Isso porque, a partir da chegada dela ao Jacaré, em 2017, o time encerrou um hiato de três anos sem chegar à final do Campeonato Candango. Desde então, disputou as últimas três decisões, vencendo uma (2017). “Estávamos em crise e a responsabilidade caiu em cima de mim, por ser a filha que mais ama futebol”, relembra Luiza, caçula dos seis herdeiros do ex-senador da República Luiz Estevão, fundador do Jacaré.
Além disso, o Brasiliense voltou a atuar no Serejão, local que não sediou jogos do clube entre 2015 e 2018 por falta de laudos de segurança. Como resultado, o time voltou ao cenário nacional após três anos (2015-2017) fora do Brasileirão. O Jacaré estreou com vitória na Série D, no último dia 4, no Serejão, diante do Serra-ES: 1 x 0.
No dia a dia, Luiza dribla o preconceito. Não apenas por ser mulher mas também devido à pouca idade: 22 anos. “Pensam que ainda sou uma criança e que não dou conta do trabalho”, conta.
Desde os 3 anos Luiza frequenta os jogos do clube. “Eu entro no vestiário com os jogadores, converso com eles, acompanho todos os treinos”, relata.Luiza, que é vice-presidente e diretora de futebol, trabalha ao lado do presidente do time, Eduardo Ramos. Porém, todos os assuntos do clube passam pelo crivo dela, desde a confecção do material esportivo até as contratações e dispensas de jogadores.
Estou animada para fazer um time feminino, isso vai me ajudar a colocar as mulheres em postos de liderança
Luiza Estevão
A 1,6 mil quilômetros de Brasília, em Fortaleza (CE), outra mulher assume as rédeas de um clube de futebol: Maria José Vieira, 43 anos, presidente do Atlético Cearense, da quarta divisão. “Da questão financeira, eu mesma cuido. Desde todas as compras e o uniforme, que, inclusive, sou eu quem desenha, até a cebola para a comida dos atletas”, relata.
Mandachuva do clube desde 2018, a história dela como dirigente começou dois anos antes, quando fez parceria com o atacante Ari, do Spartak Moscou, da Rússia. Ele nasceu em Fortaleza e é dono de uma empresa de agenciamento e formação de atletas. O jogador fechou parceria com Maria Vieira quando ela trabalhava no Horizonte, outro time cearense, onde lidou diretamente com dificuldades enfrentadas pelos adolescentes.

> **Dados brutos**
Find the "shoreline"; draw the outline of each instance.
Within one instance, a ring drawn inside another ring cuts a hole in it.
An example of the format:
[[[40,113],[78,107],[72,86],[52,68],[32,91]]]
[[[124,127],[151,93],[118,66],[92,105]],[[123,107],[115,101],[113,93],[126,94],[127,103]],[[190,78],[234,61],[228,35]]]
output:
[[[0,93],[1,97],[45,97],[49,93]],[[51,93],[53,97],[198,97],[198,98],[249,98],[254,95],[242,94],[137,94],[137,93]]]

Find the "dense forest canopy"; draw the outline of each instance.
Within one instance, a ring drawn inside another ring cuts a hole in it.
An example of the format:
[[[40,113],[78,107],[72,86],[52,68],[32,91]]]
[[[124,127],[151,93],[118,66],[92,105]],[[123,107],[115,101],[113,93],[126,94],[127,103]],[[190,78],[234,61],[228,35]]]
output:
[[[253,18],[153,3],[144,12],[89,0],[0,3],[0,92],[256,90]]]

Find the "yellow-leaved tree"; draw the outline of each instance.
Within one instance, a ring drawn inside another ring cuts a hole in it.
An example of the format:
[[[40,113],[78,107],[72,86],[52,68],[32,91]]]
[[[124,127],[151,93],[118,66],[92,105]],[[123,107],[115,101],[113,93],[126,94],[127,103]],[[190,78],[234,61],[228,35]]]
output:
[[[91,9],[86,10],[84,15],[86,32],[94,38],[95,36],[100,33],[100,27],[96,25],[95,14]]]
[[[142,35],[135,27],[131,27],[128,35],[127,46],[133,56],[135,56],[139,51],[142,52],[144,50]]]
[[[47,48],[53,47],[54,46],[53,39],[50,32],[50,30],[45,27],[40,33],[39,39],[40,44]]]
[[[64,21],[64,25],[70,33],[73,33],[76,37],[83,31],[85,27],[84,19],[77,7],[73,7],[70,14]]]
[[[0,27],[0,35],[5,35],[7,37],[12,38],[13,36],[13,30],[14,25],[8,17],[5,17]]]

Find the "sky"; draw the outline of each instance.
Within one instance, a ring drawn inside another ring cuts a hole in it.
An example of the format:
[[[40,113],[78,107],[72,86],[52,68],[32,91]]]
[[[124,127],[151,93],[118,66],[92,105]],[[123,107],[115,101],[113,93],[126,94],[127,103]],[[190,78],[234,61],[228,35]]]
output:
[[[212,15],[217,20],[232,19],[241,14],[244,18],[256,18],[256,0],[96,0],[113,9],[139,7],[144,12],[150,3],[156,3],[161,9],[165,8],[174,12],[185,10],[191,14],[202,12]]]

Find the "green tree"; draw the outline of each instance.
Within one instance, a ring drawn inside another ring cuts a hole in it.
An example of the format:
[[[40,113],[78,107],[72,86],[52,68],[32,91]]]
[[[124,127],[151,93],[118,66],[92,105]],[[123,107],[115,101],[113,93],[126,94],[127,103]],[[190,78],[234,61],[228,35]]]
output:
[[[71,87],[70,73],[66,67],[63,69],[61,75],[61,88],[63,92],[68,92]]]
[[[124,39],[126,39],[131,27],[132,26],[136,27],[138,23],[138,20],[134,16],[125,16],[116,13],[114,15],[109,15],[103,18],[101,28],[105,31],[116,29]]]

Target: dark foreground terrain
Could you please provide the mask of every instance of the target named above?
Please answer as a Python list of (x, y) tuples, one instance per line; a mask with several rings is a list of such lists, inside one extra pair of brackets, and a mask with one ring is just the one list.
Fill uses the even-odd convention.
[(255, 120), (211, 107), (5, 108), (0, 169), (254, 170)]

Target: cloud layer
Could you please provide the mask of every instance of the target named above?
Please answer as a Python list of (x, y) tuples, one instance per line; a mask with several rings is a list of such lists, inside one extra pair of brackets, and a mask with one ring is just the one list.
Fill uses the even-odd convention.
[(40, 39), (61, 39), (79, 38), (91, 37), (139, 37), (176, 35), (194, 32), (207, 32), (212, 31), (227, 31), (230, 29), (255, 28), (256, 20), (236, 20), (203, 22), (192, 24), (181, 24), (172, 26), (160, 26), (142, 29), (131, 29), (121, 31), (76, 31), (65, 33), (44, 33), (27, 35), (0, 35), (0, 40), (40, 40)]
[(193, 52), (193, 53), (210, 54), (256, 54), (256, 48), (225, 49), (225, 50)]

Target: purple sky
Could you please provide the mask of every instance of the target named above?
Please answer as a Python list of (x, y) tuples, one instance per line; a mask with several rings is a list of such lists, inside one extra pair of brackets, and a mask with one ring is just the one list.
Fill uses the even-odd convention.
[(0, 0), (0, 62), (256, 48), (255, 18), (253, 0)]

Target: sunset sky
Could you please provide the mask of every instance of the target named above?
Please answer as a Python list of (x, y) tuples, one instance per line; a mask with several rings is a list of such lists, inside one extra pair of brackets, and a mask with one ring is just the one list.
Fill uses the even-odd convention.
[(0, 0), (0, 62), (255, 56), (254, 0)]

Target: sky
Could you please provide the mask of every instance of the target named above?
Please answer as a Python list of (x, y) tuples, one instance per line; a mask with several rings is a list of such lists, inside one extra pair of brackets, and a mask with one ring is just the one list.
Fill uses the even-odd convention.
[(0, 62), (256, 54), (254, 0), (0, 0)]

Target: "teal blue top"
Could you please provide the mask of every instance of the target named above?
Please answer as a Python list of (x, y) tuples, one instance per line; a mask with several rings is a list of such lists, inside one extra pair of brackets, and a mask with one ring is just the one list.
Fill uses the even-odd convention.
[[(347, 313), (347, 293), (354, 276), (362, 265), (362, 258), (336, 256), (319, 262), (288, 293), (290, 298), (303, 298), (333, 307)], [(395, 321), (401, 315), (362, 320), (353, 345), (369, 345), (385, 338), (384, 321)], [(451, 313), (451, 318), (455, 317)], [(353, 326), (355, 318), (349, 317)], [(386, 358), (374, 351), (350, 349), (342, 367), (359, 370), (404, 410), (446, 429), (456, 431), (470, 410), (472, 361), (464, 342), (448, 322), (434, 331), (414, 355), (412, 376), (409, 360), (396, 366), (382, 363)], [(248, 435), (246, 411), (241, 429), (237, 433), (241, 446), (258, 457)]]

> **Exercícios**
• 1. Diga se cada afirmação abaixo concorda com o texto sobre mulheres dirigentes de futebol, respondendo sim ou não e citando literalmente as palavras do texto que decidem a questão: (a) Luiza Estevão tem 22 anos; (b) o Brasiliense venceu as três últimas decisões do Campeonato Candango; (c) Maria José Vieira comanda o Atlético Cearense desde 2016.
• 2. Localize nos registros todas as linhas que contêm a palavra "tree" e copie cada uma delas, levando em conta a diferença entre maiúsculas e minúsculas.
Os registros não guardam nenhuma relação com o texto.

> **Respostas corretas**
• 1.
(a) Sim: "devido à pouca idade: 22 anos".
(b) Não: "disputou as últimas três decisões, vencendo uma (2017)".
(c) Não: "Mandachuva do clube desde 2018".

• 2.
Find the "yellow-leaved tree"; draw the outline of each instance.
Find the "green tree"; draw the outline of each instance.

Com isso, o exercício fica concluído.